**Source text:**
• • • •
Genpact intends to finance the deal using cash on its balance sheet and
new debt ($350M), and believes its net debt/EBITDA will be 0.4 post
this acquisition. G expects the deal will close by May 2011, and will be
accretive to its GAAP earnings in 2011.
• Strategic rationale. This acquisition is about growth, and not cost
synergies, and will ultimately be measured that way. G believes the
acquisition will bring domain and IT services expertise in the capital
markets vertical, and will be consistent with its recent efforts to reinforce
the underperforming core ITS business. Building scale in a crowded IT
services market is not easy, but we like that Headstrong has a relatively
narrow focus for Genpact to grow from. The acquisition will also lower
G's exposure to GE (from ~38% in CY10 to 29% by CY11 end, by our
estimate). We also expect G should be able to generate cross-selling
opportunities from the deal as it offers integrated IT/BPO services, but
we don’t see any real benefit until next year. We don’t believe Genpact is
moving away from BPO with this  deal, but it does de-emphasize the
pure-play BPO model. We like the overall rationale and direction, but
believe integration will be key, as  the cultures and employee retention
will be key. Note: G’s core IT services business generated $180M in
revenue in CY10 and was flat (vs. industry’s growth of 20%+)
• • • •
**Dataset extract:**
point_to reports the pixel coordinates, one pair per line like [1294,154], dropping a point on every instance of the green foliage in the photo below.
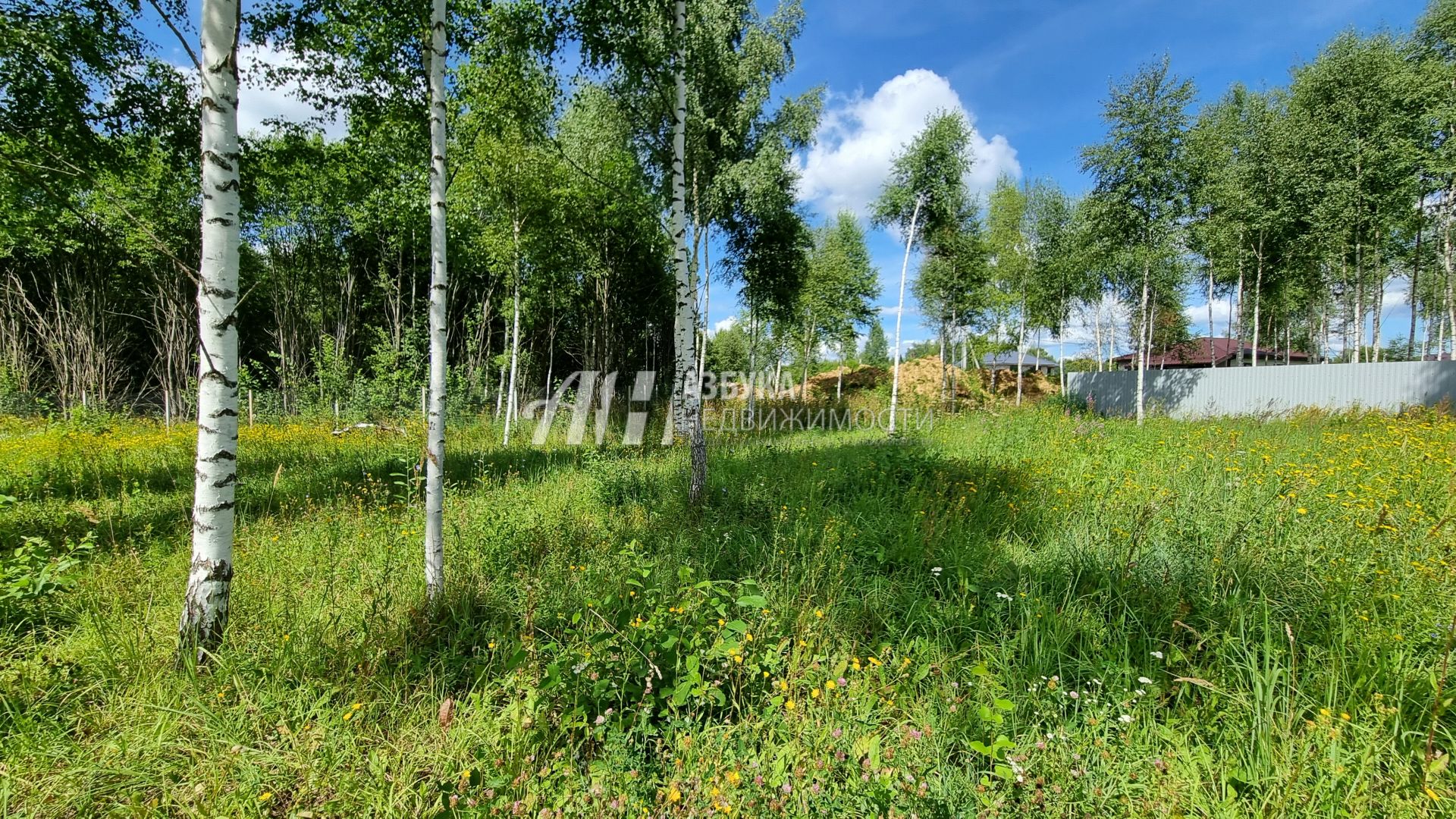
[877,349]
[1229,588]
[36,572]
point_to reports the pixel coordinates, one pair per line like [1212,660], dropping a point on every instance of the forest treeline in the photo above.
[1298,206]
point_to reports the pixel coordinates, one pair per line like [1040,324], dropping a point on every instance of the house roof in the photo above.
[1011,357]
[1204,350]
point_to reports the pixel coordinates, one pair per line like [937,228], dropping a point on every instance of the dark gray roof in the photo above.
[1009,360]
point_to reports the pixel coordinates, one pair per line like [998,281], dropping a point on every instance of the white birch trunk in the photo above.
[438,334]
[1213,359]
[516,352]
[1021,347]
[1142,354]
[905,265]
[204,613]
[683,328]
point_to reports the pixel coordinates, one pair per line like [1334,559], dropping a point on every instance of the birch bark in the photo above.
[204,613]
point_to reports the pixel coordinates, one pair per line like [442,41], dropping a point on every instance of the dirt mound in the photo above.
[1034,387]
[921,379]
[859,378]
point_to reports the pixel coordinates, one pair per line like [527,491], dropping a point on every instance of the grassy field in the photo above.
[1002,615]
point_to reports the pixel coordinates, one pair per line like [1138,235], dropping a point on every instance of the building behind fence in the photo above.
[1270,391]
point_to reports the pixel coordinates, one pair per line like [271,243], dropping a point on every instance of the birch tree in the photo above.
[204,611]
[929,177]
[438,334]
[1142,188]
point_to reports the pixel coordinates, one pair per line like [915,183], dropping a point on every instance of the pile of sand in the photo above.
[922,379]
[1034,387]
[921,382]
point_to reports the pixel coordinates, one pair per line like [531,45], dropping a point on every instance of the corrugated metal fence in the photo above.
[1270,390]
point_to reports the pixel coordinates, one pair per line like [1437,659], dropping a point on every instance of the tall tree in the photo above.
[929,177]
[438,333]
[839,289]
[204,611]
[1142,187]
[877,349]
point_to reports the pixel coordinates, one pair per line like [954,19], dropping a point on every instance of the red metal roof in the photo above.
• • • •
**Short problem:** Set down the full passage on Genpact's acquisition of Headstrong word for word. The data that comes after the text plays no part in this work.

**Result of this task:**
Genpact intends to finance the deal using cash on its balance sheet and
new debt ($350M), and believes its net debt/EBITDA will be 0.4 post
this acquisition. G expects the deal will close by May 2011, and will be
accretive to its GAAP earnings in 2011.
• Strategic rationale. This acquisition is about growth, and not cost
synergies, and will ultimately be measured that way. G believes the
acquisition will bring domain and IT services expertise in the capital
markets vertical, and will be consistent with its recent efforts to reinforce
the underperforming core ITS business. Building scale in a crowded IT
services market is not easy, but we like that Headstrong has a relatively
narrow focus for Genpact to grow from. The acquisition will also lower
G's exposure to GE (from ~38% in CY10 to 29% by CY11 end, by our
estimate). We also expect G should be able to generate cross-selling
opportunities from the deal as it offers integrated IT/BPO services, but
we don’t see any real benefit until next year. We don’t believe Genpact is
moving away from BPO with this  deal, but it does de-emphasize the
pure-play BPO model. We like the overall rationale and direction, but
believe integration will be key, as  the cultures and employee retention
will be key. Note: G’s core IT services business generated $180M in
revenue in CY10 and was flat (vs. industry’s growth of 20%+)